### Task brief
Below are some records; repeat them all exactly, minus the pictures.

### Recorded information

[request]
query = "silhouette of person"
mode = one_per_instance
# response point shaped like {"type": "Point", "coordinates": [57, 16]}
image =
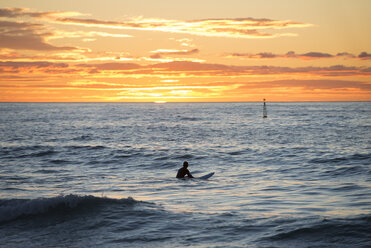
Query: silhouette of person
{"type": "Point", "coordinates": [182, 172]}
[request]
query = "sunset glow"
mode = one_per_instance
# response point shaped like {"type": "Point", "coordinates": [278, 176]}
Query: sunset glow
{"type": "Point", "coordinates": [185, 51]}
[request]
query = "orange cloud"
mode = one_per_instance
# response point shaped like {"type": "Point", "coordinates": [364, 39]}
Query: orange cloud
{"type": "Point", "coordinates": [26, 36]}
{"type": "Point", "coordinates": [168, 52]}
{"type": "Point", "coordinates": [304, 56]}
{"type": "Point", "coordinates": [233, 28]}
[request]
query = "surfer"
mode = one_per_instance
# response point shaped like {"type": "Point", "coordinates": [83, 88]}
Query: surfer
{"type": "Point", "coordinates": [182, 172]}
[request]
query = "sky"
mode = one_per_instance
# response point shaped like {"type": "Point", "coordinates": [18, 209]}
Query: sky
{"type": "Point", "coordinates": [185, 51]}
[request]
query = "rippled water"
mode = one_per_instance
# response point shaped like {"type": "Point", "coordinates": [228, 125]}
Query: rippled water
{"type": "Point", "coordinates": [77, 175]}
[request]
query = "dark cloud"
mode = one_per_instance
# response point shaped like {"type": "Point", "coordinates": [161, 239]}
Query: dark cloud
{"type": "Point", "coordinates": [364, 55]}
{"type": "Point", "coordinates": [309, 84]}
{"type": "Point", "coordinates": [19, 12]}
{"type": "Point", "coordinates": [293, 55]}
{"type": "Point", "coordinates": [315, 55]}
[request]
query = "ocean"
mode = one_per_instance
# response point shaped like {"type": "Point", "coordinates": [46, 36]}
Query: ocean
{"type": "Point", "coordinates": [103, 175]}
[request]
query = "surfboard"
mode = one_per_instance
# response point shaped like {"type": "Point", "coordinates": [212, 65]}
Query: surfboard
{"type": "Point", "coordinates": [206, 176]}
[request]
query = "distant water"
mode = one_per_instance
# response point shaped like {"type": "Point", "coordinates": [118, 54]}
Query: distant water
{"type": "Point", "coordinates": [103, 175]}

### Final result
[request]
query = "silhouette of person"
mode = one_per_instance
# response point shaped like {"type": "Point", "coordinates": [57, 16]}
image =
Query: silhouette of person
{"type": "Point", "coordinates": [182, 172]}
[request]
query = "sunset glow"
mode = one_per_instance
# response point shaped like {"type": "Point", "coordinates": [278, 176]}
Query: sunset glow
{"type": "Point", "coordinates": [185, 51]}
[request]
query = "orange cloud"
mode = one_per_instance
# response point shaped like {"type": "Point", "coordinates": [364, 39]}
Query: orange cloud
{"type": "Point", "coordinates": [26, 36]}
{"type": "Point", "coordinates": [168, 52]}
{"type": "Point", "coordinates": [304, 56]}
{"type": "Point", "coordinates": [233, 28]}
[request]
query = "surfer"
mode = one_per_instance
# response point shaped like {"type": "Point", "coordinates": [83, 88]}
Query: surfer
{"type": "Point", "coordinates": [182, 172]}
[request]
query = "sky"
mode = one_per_instance
# response point shaped like {"type": "Point", "coordinates": [18, 209]}
Query: sky
{"type": "Point", "coordinates": [185, 51]}
[request]
query = "rippled water"
mode = one_per_instance
# response point shaped like {"type": "Point", "coordinates": [228, 125]}
Query: rippled water
{"type": "Point", "coordinates": [77, 175]}
[request]
query = "dark cloud"
mode = one_per_instance
# response point shaped like {"type": "Point", "coordinates": [161, 239]}
Query: dark cloud
{"type": "Point", "coordinates": [364, 55]}
{"type": "Point", "coordinates": [309, 84]}
{"type": "Point", "coordinates": [19, 12]}
{"type": "Point", "coordinates": [293, 55]}
{"type": "Point", "coordinates": [315, 55]}
[request]
query = "ocean"
mode = one_per_instance
# response point shaped like {"type": "Point", "coordinates": [46, 36]}
Query: ocean
{"type": "Point", "coordinates": [103, 175]}
[request]
query = "surfboard"
mode = one_per_instance
# response point shaped like {"type": "Point", "coordinates": [212, 65]}
Query: surfboard
{"type": "Point", "coordinates": [206, 176]}
[request]
query = "distant water"
mode = one_per_instance
# response point shaped like {"type": "Point", "coordinates": [118, 54]}
Query: distant water
{"type": "Point", "coordinates": [103, 175]}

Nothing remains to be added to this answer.